*What this task involves*:
Copy out every line of the items below word for word, leaving out the pictures.

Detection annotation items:

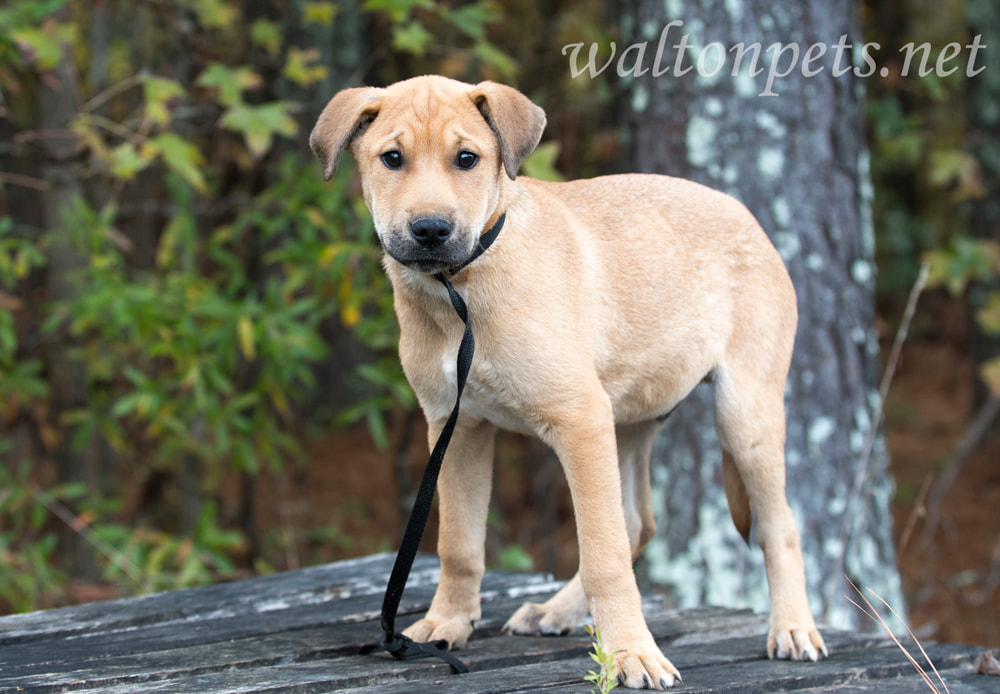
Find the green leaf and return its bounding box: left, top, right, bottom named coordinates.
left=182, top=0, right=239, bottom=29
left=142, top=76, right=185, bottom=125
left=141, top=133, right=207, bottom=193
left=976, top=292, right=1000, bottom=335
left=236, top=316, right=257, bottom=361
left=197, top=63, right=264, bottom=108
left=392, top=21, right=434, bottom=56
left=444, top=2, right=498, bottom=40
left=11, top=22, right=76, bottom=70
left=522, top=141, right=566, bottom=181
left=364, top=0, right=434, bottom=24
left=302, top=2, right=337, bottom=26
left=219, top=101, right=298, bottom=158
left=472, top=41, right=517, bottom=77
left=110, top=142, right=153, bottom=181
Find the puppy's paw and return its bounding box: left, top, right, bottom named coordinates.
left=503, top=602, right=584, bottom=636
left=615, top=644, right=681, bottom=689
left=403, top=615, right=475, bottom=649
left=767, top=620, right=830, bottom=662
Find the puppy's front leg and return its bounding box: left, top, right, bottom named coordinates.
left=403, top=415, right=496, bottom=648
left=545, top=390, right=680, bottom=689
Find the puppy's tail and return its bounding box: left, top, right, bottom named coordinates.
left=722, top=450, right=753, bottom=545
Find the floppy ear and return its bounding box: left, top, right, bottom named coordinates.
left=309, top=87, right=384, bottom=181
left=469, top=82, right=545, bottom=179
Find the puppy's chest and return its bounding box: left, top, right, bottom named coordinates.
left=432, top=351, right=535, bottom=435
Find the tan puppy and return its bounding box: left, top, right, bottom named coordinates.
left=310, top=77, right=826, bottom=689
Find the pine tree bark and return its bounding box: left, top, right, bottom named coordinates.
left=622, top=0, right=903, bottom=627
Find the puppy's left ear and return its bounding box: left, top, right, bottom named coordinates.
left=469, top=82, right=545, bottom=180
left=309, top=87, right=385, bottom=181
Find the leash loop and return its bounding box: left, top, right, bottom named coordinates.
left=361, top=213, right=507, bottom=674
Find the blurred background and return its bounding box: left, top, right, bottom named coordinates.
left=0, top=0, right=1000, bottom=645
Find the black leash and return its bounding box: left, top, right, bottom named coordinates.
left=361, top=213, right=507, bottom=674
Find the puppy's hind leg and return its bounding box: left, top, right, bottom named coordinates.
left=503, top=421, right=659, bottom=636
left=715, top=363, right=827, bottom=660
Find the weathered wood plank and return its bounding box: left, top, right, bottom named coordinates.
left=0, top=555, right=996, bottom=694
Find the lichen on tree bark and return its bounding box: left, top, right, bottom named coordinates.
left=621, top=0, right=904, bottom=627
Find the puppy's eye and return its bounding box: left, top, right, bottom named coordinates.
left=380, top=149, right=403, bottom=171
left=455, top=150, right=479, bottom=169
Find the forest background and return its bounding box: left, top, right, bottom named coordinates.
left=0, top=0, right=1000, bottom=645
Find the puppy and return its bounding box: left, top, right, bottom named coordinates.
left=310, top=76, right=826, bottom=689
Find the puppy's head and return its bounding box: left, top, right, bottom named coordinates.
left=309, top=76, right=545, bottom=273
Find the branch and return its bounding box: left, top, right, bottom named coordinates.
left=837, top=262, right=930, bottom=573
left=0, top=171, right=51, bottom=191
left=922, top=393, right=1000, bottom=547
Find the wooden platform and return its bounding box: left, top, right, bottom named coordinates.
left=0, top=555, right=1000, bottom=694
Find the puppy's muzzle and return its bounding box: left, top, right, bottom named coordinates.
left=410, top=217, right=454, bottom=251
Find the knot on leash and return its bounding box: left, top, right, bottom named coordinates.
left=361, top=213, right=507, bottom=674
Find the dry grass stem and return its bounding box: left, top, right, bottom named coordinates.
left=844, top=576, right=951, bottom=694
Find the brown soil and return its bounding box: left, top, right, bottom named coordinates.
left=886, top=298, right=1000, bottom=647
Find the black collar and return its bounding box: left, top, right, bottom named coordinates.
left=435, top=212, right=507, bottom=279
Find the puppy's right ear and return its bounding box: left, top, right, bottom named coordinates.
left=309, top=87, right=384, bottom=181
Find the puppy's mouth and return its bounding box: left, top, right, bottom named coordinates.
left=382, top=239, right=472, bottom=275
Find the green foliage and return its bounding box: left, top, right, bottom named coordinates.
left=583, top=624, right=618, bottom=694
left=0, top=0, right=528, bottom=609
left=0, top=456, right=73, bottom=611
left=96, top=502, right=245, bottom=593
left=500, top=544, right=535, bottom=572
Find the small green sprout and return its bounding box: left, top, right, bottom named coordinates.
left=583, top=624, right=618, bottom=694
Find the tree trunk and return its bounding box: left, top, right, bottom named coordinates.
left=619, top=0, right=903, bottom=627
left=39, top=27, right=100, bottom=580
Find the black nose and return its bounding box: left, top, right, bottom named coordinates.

*Worked solution*:
Find the green leaf and return its bounding box: left, top, right, bottom named coordinates.
left=182, top=0, right=239, bottom=29
left=142, top=76, right=185, bottom=125
left=141, top=133, right=207, bottom=193
left=976, top=292, right=1000, bottom=335
left=236, top=316, right=257, bottom=361
left=197, top=63, right=264, bottom=108
left=392, top=21, right=434, bottom=56
left=444, top=2, right=498, bottom=40
left=11, top=22, right=76, bottom=70
left=522, top=141, right=566, bottom=181
left=364, top=0, right=434, bottom=24
left=302, top=2, right=337, bottom=26
left=219, top=101, right=298, bottom=158
left=472, top=41, right=517, bottom=77
left=110, top=142, right=153, bottom=181
Find the puppy's paw and return its bounding box: left, top, right, bottom named coordinates.
left=503, top=602, right=584, bottom=636
left=615, top=644, right=681, bottom=689
left=403, top=615, right=475, bottom=649
left=767, top=620, right=830, bottom=662
Find the puppy's front leg and return its bounding box: left, top, right, bottom named coordinates.
left=403, top=415, right=496, bottom=648
left=545, top=390, right=680, bottom=689
Find the puppy's tail and return its bounding box: left, top, right, bottom named coordinates.
left=722, top=450, right=753, bottom=545
Find the floppy ear and return its bounding box: left, top, right, bottom named coordinates.
left=309, top=87, right=384, bottom=181
left=469, top=82, right=545, bottom=179
Find the puppy's chest and return its bounding box: left, top, right, bottom named coordinates.
left=432, top=351, right=535, bottom=435
Find the tan puppy and return its bounding box: left, top, right, bottom named coordinates.
left=310, top=77, right=826, bottom=689
Find the pine tree bark and return its bounding box: left, top, right, bottom named coordinates.
left=622, top=0, right=903, bottom=627
Find the puppy's left ear and return its bounding box: left, top, right, bottom named coordinates.
left=469, top=82, right=545, bottom=180
left=309, top=87, right=385, bottom=181
Find the leash loop and return its bounding box: left, top, right, bottom named coordinates.
left=361, top=213, right=507, bottom=674
Find the blurred background and return its bounding box: left, top, right, bottom named coordinates.
left=0, top=0, right=1000, bottom=645
Find the black leash and return its bounding box: left, top, right, bottom named coordinates.
left=361, top=213, right=507, bottom=674
Find the puppy's hind leg and return its bounding box: left, top, right, bottom named coordinates.
left=503, top=421, right=659, bottom=636
left=715, top=363, right=827, bottom=660
Find the weathered wood plank and return its bounding box: left, top, right, bottom named coordinates.
left=0, top=555, right=996, bottom=694
Find the lichen on tree bark and return its bounding box: left, top, right, bottom named coordinates.
left=621, top=0, right=904, bottom=627
Find the puppy's eye and return its bounding box: left, top, right, bottom named coordinates.
left=380, top=149, right=403, bottom=171
left=455, top=150, right=479, bottom=169
Find the forest background and return its bounding box: left, top, right, bottom named coordinates.
left=0, top=0, right=1000, bottom=645
Find the puppy and return its bounding box: left, top, right, bottom named coordinates.
left=310, top=76, right=826, bottom=689
Find the puppy's head and return its bounding box: left, top, right, bottom named coordinates.
left=309, top=76, right=545, bottom=273
Find the branch and return its bounding box: left, top, right, bottom named coordinates.
left=837, top=262, right=930, bottom=573
left=0, top=171, right=51, bottom=191
left=922, top=393, right=1000, bottom=547
Find the wooden platform and return its bounding box: left, top, right, bottom named coordinates.
left=0, top=555, right=1000, bottom=694
Find the puppy's muzzle and return its bounding box: left, top, right, bottom named coordinates.
left=410, top=217, right=454, bottom=251
Find the knot on leash and return its bounding box: left, top, right, bottom named coordinates.
left=361, top=213, right=507, bottom=674
Find the dry grass stem and return its bounding box: left, top, right, bottom named coordinates.
left=844, top=576, right=951, bottom=694
Find the brown soil and return its bounding box: left, top, right, bottom named coordinates.
left=886, top=298, right=1000, bottom=647
Find the black collar and return its bounding box: left, top, right, bottom named coordinates.
left=435, top=212, right=507, bottom=279
Find the puppy's right ear and return its bounding box: left, top, right, bottom named coordinates.
left=309, top=87, right=384, bottom=181
Find the puppy's mouth and return its bounding box: left, top, right, bottom named coordinates.
left=382, top=239, right=472, bottom=275
Find the green foliage and return its bounding box: left, top, right, bottom named coordinates.
left=583, top=624, right=618, bottom=694
left=0, top=0, right=528, bottom=609
left=0, top=456, right=73, bottom=611
left=96, top=502, right=245, bottom=593
left=500, top=544, right=535, bottom=572
Find the small green sprout and return its bounding box: left, top, right, bottom named coordinates.
left=583, top=624, right=618, bottom=694
Find the tree trunk and return its bounding box: left, top, right, bottom named coordinates.
left=619, top=0, right=903, bottom=627
left=39, top=27, right=100, bottom=580
Find the black nose and return its bounding box: left, top, right, bottom named coordinates.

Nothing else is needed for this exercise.